DOCUMENT EXCERPT:
[Begin]
Kicillof is studying issuing US$15 billion in debt to pay Repsol, Paris Club and holdouts
Tuesday, February 25, 2014
By Carlos Arbia—From the Economy Ministry
It’s one of the options that is being analyzed to definitively normalize the country’s financial situation before the end of 2014 and avoid taking debt on the international market. It will require amending the out-of-date Budget and then approval by the Congress.
It is important to note that when the Budget was approved for this year, the official dollar exchange rate was 4.20 pesos versus the current 8, with an average of 6.35 and an annual inflation rate supposed at 10.4%.
Also, in the Budget there was only a line item for a public debt payment of US$9.855 billion, for the so-called “Debt Reduction Fund”, created in 2010 to use BCRA reserves, but not for making other payments, like Repsol, Paris Club and the funds that didn’t enter the swaps on debt in default in case of a settlement. And there are doubts with regard to how they will be the almost US$4 billion for the GDP coupon that was set off for the 4.9% increase in 2013, which EMAE anticipated last week.
In recent days, Minister Axel Kicillof together with Finance Secretary Pablo López, Cabinet Chief Jorge Capitanich and Central Bank president Juan Carlos Fábrega, have admitted in meetings with bankers and businessmen that Argentina must normalize the financial horizon after having carried out the exchange rate adjustment and the cleaning up of the INDEC inflation rate to avoid greater losses in the international reserves.
Caring for the Central Bank reserves
In the case of Repsol, the government has decided that, if the Spanish firm accepts the US$5 billion payment plan, it will be done with 10-year bonds at an interest rate less than 10% annual. The government could use a remainder of some US$1.5 billion in Bonar 18 bonds that have not yet been placed on the market. But it will have to issue bonds for the equivalent of the remaining US$3.5 billion.
Regarding the Paris Club, whose adjusted debt is estimated at some US$9.6 billion, it will also try at making a payment with similar characteristics as the one to Repsol, without using BCRA reserves and with a similar haircut as was obtained from companies that had favorable sentences from the ICSID, the international arbitration commission within the World Bank.
The big question is what will happen with the holdouts now that at the end of this year the liabilities will reach some U$22 billion but the government is seeking a haircut of at least 50% and to also pay with 10 year bonds. But also, the authorities are hoping for getting fresh money that the banks in charge of the operation themselves will put at Argentina’s disposal.
Debt would increase in terms of GDP
In case this new process of taking debt comes together, starting with the payment to Repsol, Argentina will put an end to the virtuous mechanism of reducing liabilities, or debt reduction, which it began in May 2005 with the government of Néstor Kirchner with Swap I of the debt and then with Cristina Kirchner in October 2010 with Swap II and the payment in cash to the IMF for some US$9.5 billion in January 2006.
[End]
WHAT YOU NEED TO DO:
A - In the article on Argentina's debt plans, what was the official dollar exchange rate when this year's Budget was approved?
B - Print, word for word, the part of the article on Argentina's debt plans that opens with the words containing "The big question" and closes with "at Argentina’s disposal.".

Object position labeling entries
[Begin]
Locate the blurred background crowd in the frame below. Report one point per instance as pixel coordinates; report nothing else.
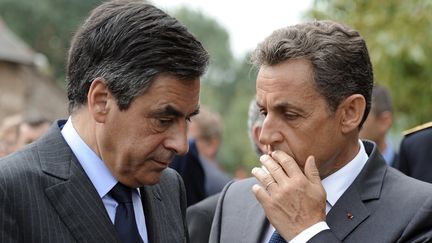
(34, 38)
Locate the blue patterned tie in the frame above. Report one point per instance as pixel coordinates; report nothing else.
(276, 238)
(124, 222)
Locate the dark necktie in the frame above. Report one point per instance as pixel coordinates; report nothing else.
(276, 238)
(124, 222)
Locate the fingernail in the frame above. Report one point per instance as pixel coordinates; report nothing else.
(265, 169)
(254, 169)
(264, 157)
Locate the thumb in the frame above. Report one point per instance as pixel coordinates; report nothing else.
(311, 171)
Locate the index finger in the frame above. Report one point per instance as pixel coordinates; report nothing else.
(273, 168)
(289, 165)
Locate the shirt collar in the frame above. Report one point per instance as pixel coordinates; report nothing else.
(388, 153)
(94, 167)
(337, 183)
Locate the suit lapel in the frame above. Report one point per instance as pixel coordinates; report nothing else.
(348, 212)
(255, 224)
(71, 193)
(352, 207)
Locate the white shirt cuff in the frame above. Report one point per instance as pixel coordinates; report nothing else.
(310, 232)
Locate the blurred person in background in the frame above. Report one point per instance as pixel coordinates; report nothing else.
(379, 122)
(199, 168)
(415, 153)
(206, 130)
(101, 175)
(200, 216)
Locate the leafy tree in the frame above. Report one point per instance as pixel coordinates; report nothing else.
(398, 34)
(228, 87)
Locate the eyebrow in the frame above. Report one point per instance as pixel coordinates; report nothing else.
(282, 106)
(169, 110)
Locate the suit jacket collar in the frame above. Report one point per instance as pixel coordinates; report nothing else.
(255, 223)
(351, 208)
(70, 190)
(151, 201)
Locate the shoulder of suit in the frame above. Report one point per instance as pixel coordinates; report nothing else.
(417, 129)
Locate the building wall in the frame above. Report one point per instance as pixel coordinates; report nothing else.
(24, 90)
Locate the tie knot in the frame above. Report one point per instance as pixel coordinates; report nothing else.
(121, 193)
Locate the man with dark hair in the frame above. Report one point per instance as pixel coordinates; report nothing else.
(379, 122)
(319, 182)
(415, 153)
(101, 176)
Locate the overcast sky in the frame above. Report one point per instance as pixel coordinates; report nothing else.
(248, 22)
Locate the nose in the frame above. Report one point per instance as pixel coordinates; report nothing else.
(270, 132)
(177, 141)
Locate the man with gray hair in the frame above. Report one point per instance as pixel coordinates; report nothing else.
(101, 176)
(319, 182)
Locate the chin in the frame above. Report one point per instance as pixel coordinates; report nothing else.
[End]
OUTPUTS FOR THE TASKS:
A - 4.20 pesos

B -
The big question is what will happen with the holdouts now that at the end of this year the liabilities will reach some U$22 billion but the government is seeking a haircut of at least 50% and to also pay with 10 year bonds. But also, the authorities are hoping for getting fresh money that the banks in charge of the operation themselves will put at Argentina’s disposal.